### PROBLEM TO WORK ON
Once the line with "facade above? Mark it with a dot." is found in the entries below, repeat that line and every one after it exactly, ending at the last.

### RECORD EXTRACTS
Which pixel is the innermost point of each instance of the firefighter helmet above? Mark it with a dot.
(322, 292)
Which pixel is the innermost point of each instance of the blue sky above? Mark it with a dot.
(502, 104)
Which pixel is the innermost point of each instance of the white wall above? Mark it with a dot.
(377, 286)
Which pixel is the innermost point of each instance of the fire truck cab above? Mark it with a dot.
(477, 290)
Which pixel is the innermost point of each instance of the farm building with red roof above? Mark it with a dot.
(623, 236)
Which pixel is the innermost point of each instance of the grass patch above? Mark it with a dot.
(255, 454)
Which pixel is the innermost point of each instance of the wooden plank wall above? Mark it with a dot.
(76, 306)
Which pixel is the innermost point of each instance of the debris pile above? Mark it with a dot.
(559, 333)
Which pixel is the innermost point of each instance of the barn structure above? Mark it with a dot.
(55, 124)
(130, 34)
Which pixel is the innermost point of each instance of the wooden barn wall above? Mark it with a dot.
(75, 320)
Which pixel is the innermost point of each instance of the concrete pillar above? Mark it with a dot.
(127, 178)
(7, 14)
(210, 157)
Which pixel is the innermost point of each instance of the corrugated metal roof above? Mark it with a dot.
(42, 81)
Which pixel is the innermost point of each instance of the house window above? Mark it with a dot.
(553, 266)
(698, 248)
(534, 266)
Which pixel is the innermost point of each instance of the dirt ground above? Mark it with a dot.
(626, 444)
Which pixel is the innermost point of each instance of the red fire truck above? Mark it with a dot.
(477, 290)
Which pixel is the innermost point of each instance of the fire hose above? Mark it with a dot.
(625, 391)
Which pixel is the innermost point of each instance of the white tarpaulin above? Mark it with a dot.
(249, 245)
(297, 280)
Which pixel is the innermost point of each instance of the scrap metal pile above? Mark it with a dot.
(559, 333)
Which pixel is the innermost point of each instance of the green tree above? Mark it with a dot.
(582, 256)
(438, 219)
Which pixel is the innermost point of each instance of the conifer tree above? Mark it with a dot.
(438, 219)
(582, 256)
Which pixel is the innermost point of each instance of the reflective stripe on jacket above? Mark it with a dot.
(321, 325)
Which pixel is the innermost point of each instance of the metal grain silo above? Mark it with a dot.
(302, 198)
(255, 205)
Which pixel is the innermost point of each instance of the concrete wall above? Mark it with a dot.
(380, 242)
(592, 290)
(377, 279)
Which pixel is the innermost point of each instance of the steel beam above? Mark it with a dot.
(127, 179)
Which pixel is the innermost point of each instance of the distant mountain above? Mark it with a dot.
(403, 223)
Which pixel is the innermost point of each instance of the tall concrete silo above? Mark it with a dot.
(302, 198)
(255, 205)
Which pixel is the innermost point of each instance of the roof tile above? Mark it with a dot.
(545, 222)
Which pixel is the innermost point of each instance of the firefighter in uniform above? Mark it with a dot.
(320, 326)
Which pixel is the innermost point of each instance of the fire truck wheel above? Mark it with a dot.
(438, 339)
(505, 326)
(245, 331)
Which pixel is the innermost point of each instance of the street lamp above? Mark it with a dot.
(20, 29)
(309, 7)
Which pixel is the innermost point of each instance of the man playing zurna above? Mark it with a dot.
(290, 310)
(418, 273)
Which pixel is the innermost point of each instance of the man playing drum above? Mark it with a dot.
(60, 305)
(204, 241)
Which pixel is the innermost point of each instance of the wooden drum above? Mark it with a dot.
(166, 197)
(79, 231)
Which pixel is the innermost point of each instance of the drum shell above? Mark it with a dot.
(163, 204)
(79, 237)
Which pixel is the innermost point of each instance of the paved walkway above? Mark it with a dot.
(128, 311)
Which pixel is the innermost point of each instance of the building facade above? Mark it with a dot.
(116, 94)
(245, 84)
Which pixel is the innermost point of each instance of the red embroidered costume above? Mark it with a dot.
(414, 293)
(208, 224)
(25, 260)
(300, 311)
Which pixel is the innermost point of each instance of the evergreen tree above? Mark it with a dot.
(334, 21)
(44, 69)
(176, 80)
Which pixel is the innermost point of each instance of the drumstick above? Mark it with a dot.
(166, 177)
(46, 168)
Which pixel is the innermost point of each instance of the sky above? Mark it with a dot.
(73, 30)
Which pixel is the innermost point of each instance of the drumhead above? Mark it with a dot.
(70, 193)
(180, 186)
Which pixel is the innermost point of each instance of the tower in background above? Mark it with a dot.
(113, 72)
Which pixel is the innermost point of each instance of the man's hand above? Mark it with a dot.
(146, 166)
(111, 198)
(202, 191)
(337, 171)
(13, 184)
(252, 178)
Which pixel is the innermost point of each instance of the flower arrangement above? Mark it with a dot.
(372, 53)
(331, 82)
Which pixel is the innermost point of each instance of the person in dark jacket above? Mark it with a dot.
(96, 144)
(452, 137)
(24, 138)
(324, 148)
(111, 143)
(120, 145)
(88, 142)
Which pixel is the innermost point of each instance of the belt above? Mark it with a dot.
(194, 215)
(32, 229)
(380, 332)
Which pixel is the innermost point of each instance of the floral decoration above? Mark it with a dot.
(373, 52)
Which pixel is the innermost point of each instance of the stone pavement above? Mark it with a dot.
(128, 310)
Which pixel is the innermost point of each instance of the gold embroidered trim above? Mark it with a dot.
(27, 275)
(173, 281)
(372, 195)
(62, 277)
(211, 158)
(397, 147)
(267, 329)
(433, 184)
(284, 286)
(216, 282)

### TASK RESPONSE
Which pixel is the innermost point of each instance of the building facade above? Mark it with a dot.
(116, 94)
(245, 84)
Which pixel is the innermost point of each instance of the red embroidered costume above? Mark it with a dot.
(414, 293)
(208, 224)
(25, 260)
(300, 311)
Which pixel is the innermost point of each instance of the evergreen tree above? Mark it with a dot.
(334, 21)
(44, 69)
(176, 80)
Which pixel is the innermost point of each instance of the drumstick above? Mark it with a dot.
(166, 177)
(46, 168)
Which pixel is the innermost point of each instance of the sky above? Mark it with a dot.
(73, 30)
Which pixel is the innermost point of each instance of the drumhead above? Mark it with a dot.
(70, 193)
(180, 186)
Which pixel is the innermost point of each instance of the tower in background above? Mark it with a dot.
(113, 72)
Which pixel is the innermost point of each instance of the man's hand above? Mark it with a dot.
(146, 166)
(111, 198)
(202, 191)
(337, 171)
(13, 184)
(252, 178)
Which pixel is the innermost point of each instance of the flower arrangement above? Mark it with a dot.
(372, 53)
(331, 82)
Which pixel is the innermost point of each instance of the person in dark jacket above? Mark it with a dot.
(96, 144)
(452, 137)
(24, 138)
(324, 148)
(111, 143)
(120, 145)
(88, 142)
Which pixel is the innermost point of each instance of the belt above? Mark it with a dot.
(194, 215)
(32, 229)
(380, 332)
Which pixel is the innermost point of each instance of the floral decoration above? Mark it with a dot.
(373, 52)
Which pixel is the innermost point of each instance of the stone pavement above? Mark it with a dot.
(128, 310)
Which pixel is the innermost point of each instance of the gold embroidered trim above? Mark it with a dot.
(27, 275)
(173, 281)
(372, 195)
(62, 277)
(211, 158)
(397, 147)
(267, 329)
(433, 184)
(284, 286)
(216, 282)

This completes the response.